PAGE TEXT:
========

WIM... Good to hear. So, how does the bike fit? What size did you get and what's your height and jeans inseam? Also, what length stem did you get? Thanks.


----------



## wim (Feb 28, 2005)

Got the 55 cm with the 120 mm stem and 170 mm cranks. I'm 5'10" with a jeans inseam of 31", but I have to tell you that like to wear my pants "high-water style." Much more useful is my cycling inseam, which is 85 cm. I have a proportionally longish uppper body, so I'd get a 58 cm to get a little more stretched out if I had to do it over again. I don't care about standover, just a few millimeter is fine with me. BTW, took the Wabi classic on the track last year and won the 500-meter event in my age group, so it's not just a fixed for the road.


----------



## jerman (Jan 28, 2005)

*Nice*

Good job, WIM. You don't look your age, must be all the beer and ciggies. 
I'm 5'10 or 5' 10 1/2" too. My jeans inseam is 30 or 31", but I haven't taken the good cycling ground to crotch measurement yet - will do it soon.
Exactly how much stand over space do you have? It doesn't look like your seat is too low.

========

PROVIDED MATERIAL:
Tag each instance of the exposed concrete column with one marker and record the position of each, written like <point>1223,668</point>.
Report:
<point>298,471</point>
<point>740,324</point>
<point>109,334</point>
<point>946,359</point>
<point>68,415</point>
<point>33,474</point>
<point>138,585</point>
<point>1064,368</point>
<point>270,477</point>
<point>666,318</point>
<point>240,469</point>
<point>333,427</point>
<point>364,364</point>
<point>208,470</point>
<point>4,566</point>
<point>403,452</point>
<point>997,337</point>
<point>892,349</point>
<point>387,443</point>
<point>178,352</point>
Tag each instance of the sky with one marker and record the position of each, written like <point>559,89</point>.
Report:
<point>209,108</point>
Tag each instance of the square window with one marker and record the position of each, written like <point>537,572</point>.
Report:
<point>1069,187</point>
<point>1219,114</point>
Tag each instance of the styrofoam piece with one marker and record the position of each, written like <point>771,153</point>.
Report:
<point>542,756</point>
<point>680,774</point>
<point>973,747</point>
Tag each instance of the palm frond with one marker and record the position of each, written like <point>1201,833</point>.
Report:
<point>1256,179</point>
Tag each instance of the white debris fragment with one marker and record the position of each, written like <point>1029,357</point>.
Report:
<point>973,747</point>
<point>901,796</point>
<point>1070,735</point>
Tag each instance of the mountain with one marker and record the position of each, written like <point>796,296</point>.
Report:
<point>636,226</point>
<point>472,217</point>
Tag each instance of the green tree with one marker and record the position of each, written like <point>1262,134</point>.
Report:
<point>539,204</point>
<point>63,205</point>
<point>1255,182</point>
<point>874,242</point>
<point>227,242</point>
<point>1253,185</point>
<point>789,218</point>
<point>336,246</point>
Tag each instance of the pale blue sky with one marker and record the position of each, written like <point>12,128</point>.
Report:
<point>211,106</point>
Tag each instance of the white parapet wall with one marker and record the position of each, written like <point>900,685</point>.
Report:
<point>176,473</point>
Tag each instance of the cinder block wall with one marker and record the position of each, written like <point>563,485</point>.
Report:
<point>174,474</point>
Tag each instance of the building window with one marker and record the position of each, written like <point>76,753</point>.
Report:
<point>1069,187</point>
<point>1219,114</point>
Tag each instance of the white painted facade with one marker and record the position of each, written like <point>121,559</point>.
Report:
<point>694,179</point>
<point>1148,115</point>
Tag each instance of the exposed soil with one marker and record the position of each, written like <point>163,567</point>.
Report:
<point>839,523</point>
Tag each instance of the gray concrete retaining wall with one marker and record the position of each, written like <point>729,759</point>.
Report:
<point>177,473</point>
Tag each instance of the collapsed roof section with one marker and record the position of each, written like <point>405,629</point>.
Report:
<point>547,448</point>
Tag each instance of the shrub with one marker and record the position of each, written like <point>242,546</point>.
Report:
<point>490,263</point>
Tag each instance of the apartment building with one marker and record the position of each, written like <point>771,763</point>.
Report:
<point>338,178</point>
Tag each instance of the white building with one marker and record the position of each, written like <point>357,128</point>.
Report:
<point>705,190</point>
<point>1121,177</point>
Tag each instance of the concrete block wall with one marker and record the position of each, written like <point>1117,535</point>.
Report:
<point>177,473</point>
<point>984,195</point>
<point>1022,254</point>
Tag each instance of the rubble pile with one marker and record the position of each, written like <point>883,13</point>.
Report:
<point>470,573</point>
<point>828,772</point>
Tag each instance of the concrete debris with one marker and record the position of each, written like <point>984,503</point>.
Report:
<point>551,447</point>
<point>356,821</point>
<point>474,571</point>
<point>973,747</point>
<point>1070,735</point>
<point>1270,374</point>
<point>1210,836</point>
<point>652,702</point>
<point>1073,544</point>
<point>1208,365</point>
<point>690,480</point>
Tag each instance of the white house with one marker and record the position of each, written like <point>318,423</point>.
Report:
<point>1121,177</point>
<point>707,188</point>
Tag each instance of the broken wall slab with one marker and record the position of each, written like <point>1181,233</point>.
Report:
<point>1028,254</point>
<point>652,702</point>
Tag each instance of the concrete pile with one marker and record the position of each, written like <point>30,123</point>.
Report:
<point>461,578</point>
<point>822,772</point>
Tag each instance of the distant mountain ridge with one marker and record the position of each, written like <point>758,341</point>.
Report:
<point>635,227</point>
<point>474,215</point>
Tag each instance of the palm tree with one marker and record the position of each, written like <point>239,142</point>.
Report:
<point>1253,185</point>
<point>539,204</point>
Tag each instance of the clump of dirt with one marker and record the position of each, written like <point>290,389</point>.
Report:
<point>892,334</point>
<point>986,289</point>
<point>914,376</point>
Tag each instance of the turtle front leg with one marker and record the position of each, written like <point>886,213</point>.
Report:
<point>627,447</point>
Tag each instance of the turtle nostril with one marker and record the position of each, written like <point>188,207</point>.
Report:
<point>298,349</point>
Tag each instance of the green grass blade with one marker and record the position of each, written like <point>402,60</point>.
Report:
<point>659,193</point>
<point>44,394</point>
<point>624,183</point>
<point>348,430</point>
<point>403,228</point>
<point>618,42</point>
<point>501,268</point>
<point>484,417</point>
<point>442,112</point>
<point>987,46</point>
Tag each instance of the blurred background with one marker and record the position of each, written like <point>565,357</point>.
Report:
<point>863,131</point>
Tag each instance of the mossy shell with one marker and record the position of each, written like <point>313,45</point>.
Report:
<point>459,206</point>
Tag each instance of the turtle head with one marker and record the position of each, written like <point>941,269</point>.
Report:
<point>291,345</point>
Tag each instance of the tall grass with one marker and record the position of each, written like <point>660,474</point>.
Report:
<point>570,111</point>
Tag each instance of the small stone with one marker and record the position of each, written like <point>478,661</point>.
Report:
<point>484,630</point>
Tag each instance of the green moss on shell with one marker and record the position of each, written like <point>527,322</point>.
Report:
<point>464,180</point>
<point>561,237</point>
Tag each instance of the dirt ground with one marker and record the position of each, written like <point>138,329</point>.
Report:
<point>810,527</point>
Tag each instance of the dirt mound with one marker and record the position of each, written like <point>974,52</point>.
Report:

========

TASK INSTRUCTIONS:
**A)** Repeat the stretch of the bike-fit thread from "## wim (Feb" through "(Jan 28, 2005)".
**B)** List the body measurements wim gives for himself in the bike-fit thread.
**C)** Continue the forum thread on bike fit from its last line.

THE RESULTS:
**A)**
## wim (Feb 28, 2005)

Got the 55 cm with the 120 mm stem and 170 mm cranks. I'm 5'10" with a jeans inseam of 31", but I have to tell you that like to wear my pants "high-water style." Much more useful is my cycling inseam, which is 85 cm. I have a proportionally longish uppper body, so I'd get a 58 cm to get a little more stretched out if I had to do it over again. I don't care about standover, just a few millimeter is fine with me. BTW, took the Wabi classic on the track last year and won the 500-meter event in my age group, so it's not just a fixed for the road.


----------



## jerman (Jan 28, 2005)

**B)**
Height: 5'10"
Jeans inseam: 31"
Cycling inseam: 85 cm

**C)**
Also, since I want to get bullhorns, what stem length would you suggest? I'm sure it would need to be shorter than your 120. My two road bikes are 53s, a Look and Merlin, - they fit good. It seems my ideal TT length is between 54 and 55.
Thanks for the info and posting the great picture.


----------



## wim (Feb 28, 2005)

Got to run, but quickly: standover, perhaps 1/2". Short legs / long upper body. And BB height has sth. to do with standover too, but I can't remember what the 55 cm Classic BB height is or if it's higher than a road bike. Know nothing about bulllhorms, sorry.

Beer and cigs, yes! 30 years of it. Quit cigs in 1987, but have a beer or so a day when it's warm outside.


----------



## vismitananda (Jan 16, 2011)

Hi Wim, congratulations! 

That's a very nice picture of yours, I seldom see cyclist around your age racing. 

By the way are you using a strap type of pedal or a clipless?
What would you suggest on cycling shoes and pedals, I'm kinda new to this. 

I also ride a SS road bike.


----------



## wim (Feb 28, 2005)

vismitananda said:


> Hi Wim, congratulations!
> 
> That's a very nice picture of yours, I seldom see cyclist around your age racing.
> 
> ...


Thanks! 

I'm on real old Look (Delta) clipless and wear cheap Shimano shoes, RO- or RD76, can't make out what the second letter is. Like everyone else, I used to race with clips and straps, sometimes double straps. But the clipless are fine now, don't have the strength anymore to pull out on the standing start.

Re the age: yes, not having too many people to race with is an issue. It's always the same 5 or 6 guys your age. But with time trialing, you basically race against yourself, so it doesn't matter as much as it would with mass-start racing.


----------



## vismitananda (Jan 16, 2011)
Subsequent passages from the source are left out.